----- Material for this task -----
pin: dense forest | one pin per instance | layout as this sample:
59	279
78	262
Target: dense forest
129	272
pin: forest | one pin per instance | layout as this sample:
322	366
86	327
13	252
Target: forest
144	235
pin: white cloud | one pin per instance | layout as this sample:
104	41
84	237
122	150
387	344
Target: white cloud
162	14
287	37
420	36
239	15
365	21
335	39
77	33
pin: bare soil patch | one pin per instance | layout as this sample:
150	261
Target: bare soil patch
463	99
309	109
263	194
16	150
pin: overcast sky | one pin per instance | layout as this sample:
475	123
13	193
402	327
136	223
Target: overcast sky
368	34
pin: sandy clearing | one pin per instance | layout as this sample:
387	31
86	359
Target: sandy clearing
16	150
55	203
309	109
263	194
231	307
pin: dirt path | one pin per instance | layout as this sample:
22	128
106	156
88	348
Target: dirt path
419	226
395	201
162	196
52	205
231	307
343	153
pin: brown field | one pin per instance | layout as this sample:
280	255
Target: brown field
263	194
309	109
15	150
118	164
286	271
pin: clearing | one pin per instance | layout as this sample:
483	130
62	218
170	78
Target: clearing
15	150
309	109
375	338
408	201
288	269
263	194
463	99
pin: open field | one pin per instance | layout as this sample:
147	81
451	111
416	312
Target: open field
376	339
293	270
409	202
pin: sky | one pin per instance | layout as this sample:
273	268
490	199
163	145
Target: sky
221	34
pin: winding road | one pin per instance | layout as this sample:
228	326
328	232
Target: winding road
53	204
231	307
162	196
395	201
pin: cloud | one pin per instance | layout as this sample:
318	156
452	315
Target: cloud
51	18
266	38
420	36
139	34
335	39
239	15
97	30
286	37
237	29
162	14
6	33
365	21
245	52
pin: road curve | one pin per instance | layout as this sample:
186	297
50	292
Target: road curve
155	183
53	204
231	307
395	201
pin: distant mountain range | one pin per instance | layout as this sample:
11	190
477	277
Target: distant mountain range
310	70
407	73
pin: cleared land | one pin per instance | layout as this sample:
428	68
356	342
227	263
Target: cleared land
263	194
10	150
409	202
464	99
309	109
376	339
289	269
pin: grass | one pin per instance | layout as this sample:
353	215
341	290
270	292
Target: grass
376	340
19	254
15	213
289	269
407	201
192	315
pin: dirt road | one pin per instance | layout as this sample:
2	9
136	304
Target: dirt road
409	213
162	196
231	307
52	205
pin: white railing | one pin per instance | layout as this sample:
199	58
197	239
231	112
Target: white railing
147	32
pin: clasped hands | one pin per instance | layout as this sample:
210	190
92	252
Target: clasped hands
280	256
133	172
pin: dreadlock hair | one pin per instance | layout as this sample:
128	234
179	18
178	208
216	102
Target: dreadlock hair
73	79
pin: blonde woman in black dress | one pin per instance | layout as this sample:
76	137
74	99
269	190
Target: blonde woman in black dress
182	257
-----
Task requirements =>
Write the entries above out again, verbatim.

Solved exercise =>
pin: dense forest | one pin per instance | layout as this sample:
59	279
78	262
Target: dense forest
129	272
pin: forest | one pin per instance | layout as this sample:
322	366
86	327
13	252
Target: forest
144	235
pin: white cloud | one pin per instance | layout as this sample:
104	41
84	237
122	150
387	344
Target: white cloud
162	14
287	37
420	36
239	15
365	21
335	39
77	33
pin: bare soil patch | one pin per instance | layout as this sample:
150	261
Target: bare soil patch
463	99
309	109
263	194
16	150
pin: overcast sky | one pin per instance | layout as this sample:
475	123
13	193
402	327
136	223
Target: overcast sky
368	34
pin: sandy clearing | one pin per instance | layout as this sample:
387	31
86	359
Target: sandy clearing
16	150
55	203
309	109
263	194
231	307
pin: dirt path | one pin per instance | layout as this sample:
22	128
106	156
88	348
Target: dirt path
419	226
395	201
162	196
52	205
231	307
343	153
pin: brown field | one pin per instance | layout as this sample:
280	255
Target: brown field
263	194
309	109
15	150
118	164
286	271
pin: clearing | one pin per instance | layout as this sample:
483	130
62	218
170	78
Target: clearing
15	150
309	109
375	338
408	201
288	269
263	194
463	99
pin: open field | one pin per instance | layout as this sample:
147	81
451	111
416	312
Target: open field
376	339
293	270
409	202
pin: sky | one pin per instance | layout as this sample:
273	268
490	199
163	145
Target: sky
221	34
pin: winding road | one pin per instance | layout as this sample:
228	326
328	232
Target: winding road
53	204
231	307
162	196
395	201
pin: cloud | one pin per instance | layout as this sample:
318	156
452	315
Target: cloud
51	18
266	38
420	36
139	34
335	39
239	15
97	30
286	37
237	29
162	14
6	33
365	21
245	52
pin: road curve | one pin per instance | layout as this sample:
186	297
50	292
Target: road curve
155	183
53	204
231	307
395	201
pin: distant mountain range | one pin per instance | layout as this sample:
11	190
477	277
Target: distant mountain range
310	70
407	73
pin: cleared land | one pin per instance | layout as this sample:
428	68
356	342
227	263
Target: cleared land
263	194
10	150
409	202
464	99
309	109
376	339
289	269
pin: grass | one pin per instance | layout as this sample:
353	215
341	290
270	292
Target: grass
376	340
19	254
15	213
289	269
407	201
192	315
pin: dirt road | one pin per instance | layout as this sample:
2	9
136	304
Target: dirt road
409	213
162	196
231	307
52	205
pin: white railing | one pin per instance | layout as this sample:
199	58
197	239
231	112
Target: white railing
147	32
pin: clasped hands | one pin per instance | layout as this sample:
210	190
92	252
Target: clasped hands
280	256
133	172
pin: dreadlock hair | one pin per instance | layout as this sample:
128	234
179	18
178	208
216	102
Target: dreadlock hair
73	79
pin: blonde woman in black dress | one pin per instance | layout as this sample:
76	137
74	99
269	190
Target: blonde woman in black dress
182	257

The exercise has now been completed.